'''

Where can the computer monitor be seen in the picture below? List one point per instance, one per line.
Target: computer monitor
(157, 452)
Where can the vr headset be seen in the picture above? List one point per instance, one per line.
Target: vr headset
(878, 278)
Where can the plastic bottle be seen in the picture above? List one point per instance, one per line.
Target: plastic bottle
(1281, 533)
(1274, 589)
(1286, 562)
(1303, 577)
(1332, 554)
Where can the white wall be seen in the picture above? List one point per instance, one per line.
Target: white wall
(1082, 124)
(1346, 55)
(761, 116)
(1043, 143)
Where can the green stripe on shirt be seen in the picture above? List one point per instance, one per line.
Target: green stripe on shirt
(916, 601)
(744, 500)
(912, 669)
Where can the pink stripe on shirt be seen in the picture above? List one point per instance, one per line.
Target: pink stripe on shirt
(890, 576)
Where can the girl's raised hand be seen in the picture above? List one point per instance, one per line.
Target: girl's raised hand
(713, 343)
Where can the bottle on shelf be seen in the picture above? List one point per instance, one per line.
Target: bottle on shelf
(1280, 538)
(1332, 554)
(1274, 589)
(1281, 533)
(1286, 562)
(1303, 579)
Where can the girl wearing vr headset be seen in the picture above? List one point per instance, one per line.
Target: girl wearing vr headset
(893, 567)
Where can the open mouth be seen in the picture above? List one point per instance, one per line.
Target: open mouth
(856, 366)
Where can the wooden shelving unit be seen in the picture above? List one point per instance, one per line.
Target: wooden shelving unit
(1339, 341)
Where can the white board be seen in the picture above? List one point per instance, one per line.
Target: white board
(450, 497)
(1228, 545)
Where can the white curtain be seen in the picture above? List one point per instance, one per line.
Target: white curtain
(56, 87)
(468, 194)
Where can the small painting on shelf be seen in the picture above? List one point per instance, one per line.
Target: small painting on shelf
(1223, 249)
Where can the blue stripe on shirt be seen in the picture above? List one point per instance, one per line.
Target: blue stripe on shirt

'''

* WHAT YOU SHOULD DO *
The number alone is wanted: how many lines of the records above include the string "blue".

* FINAL ANSWER *
2